[Datos extraídos de una colección]
======

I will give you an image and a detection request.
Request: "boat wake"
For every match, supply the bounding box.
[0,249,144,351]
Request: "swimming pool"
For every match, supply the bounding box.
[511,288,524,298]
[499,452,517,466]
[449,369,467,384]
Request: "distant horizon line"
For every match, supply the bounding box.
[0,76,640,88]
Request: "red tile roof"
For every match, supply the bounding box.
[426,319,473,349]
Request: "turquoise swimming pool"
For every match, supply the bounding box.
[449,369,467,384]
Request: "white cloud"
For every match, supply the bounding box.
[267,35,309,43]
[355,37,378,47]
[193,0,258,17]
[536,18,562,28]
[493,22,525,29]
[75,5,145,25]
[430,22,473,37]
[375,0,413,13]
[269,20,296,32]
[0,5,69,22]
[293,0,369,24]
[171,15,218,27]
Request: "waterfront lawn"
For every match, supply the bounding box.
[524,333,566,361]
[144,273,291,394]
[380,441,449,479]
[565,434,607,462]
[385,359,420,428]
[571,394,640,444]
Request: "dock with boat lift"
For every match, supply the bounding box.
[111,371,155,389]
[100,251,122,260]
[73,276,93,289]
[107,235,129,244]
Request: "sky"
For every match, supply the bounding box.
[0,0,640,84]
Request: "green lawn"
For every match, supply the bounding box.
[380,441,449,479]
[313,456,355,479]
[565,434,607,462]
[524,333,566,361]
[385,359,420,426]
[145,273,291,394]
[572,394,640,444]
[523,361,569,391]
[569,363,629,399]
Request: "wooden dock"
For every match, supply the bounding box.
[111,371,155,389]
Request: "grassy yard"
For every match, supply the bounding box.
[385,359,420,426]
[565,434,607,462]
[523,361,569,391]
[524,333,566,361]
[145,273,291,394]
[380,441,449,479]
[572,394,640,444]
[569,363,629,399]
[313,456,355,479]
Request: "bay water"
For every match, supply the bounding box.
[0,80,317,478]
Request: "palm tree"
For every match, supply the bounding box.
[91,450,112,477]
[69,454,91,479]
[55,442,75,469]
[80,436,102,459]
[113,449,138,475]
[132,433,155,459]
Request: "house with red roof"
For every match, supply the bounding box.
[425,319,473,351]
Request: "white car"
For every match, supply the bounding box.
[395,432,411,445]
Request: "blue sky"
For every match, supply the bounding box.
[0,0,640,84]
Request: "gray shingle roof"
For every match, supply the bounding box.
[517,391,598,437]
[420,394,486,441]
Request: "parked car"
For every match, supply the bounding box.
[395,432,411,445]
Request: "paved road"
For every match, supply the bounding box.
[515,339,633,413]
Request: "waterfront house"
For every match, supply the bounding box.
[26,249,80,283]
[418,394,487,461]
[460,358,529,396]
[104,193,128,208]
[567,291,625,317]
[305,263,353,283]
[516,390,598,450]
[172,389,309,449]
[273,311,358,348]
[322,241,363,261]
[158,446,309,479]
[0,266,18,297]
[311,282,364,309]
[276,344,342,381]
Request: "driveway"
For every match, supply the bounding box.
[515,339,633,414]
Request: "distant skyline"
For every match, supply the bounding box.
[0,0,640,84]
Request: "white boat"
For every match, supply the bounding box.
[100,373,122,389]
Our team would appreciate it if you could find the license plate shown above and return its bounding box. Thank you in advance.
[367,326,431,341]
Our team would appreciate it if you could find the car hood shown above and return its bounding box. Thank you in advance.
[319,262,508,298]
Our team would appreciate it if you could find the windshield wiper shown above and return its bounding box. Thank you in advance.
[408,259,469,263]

======

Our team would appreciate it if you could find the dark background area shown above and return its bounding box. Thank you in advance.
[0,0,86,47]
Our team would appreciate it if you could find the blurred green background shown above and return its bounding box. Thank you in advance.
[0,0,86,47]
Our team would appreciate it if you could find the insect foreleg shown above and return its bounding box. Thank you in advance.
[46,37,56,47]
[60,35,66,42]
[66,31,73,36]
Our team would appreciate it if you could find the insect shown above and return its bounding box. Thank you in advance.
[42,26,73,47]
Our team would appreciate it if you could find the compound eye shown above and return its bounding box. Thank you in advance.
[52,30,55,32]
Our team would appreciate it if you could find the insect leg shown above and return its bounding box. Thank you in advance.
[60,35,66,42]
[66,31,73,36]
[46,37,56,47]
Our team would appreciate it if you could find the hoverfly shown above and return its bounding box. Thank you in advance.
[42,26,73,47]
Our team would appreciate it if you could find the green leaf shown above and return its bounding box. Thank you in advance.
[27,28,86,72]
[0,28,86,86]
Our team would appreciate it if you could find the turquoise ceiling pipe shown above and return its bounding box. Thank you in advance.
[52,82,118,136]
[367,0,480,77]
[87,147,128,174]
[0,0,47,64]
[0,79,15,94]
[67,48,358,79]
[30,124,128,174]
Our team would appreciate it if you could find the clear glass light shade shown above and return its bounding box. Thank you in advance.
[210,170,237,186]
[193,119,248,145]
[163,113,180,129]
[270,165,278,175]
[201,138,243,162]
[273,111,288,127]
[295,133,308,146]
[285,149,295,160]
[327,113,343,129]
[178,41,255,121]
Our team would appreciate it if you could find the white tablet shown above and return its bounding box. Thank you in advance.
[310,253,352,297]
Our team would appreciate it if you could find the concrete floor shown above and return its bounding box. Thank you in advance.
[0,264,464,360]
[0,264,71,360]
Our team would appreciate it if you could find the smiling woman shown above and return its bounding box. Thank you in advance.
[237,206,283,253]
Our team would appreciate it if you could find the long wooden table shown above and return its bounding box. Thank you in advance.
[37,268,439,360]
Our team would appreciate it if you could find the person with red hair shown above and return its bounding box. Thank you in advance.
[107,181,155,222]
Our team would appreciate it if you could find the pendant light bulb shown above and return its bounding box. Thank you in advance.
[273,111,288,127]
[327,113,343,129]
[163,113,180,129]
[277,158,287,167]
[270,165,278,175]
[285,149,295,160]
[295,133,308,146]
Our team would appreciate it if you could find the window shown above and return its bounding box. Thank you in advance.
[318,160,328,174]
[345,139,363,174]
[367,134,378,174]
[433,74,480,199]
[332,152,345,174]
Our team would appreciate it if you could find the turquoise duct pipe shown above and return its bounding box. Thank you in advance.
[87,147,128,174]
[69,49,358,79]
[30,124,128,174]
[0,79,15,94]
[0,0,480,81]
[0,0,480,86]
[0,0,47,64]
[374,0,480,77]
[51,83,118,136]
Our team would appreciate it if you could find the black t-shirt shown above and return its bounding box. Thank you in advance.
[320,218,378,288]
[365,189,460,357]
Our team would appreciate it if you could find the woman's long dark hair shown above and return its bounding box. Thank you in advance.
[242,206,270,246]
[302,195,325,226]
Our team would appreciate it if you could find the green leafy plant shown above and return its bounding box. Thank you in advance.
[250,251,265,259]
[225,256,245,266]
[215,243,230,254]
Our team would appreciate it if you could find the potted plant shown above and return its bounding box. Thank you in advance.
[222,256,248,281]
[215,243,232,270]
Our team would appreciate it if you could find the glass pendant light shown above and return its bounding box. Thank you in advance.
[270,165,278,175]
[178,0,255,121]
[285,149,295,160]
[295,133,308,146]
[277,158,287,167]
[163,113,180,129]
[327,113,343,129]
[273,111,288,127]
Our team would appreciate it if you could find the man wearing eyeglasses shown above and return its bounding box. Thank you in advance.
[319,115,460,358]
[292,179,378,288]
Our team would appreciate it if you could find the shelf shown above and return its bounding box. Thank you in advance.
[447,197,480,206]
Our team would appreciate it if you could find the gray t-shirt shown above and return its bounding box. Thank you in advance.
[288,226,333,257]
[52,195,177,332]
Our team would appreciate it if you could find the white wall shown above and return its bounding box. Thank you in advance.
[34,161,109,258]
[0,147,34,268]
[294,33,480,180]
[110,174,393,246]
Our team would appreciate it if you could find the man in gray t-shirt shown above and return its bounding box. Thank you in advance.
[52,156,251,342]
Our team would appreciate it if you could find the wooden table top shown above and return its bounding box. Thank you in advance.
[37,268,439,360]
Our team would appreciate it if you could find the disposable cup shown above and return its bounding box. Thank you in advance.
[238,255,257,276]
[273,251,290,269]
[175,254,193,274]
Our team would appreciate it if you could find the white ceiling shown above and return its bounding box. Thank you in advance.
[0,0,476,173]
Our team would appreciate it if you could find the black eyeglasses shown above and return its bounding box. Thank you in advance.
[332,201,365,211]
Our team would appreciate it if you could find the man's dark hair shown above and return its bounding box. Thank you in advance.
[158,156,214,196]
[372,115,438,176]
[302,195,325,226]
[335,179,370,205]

======

## Desafío
Enumera todas las líneas de las filas de arriba en las que aparece la palabra "with".

## Respuesta a la tarea
Request: "dock with boat lift"
Request: "house with red roof"
Our team would appreciate it if you could find the person with red hair shown above and return its bounding box. Thank you in advance.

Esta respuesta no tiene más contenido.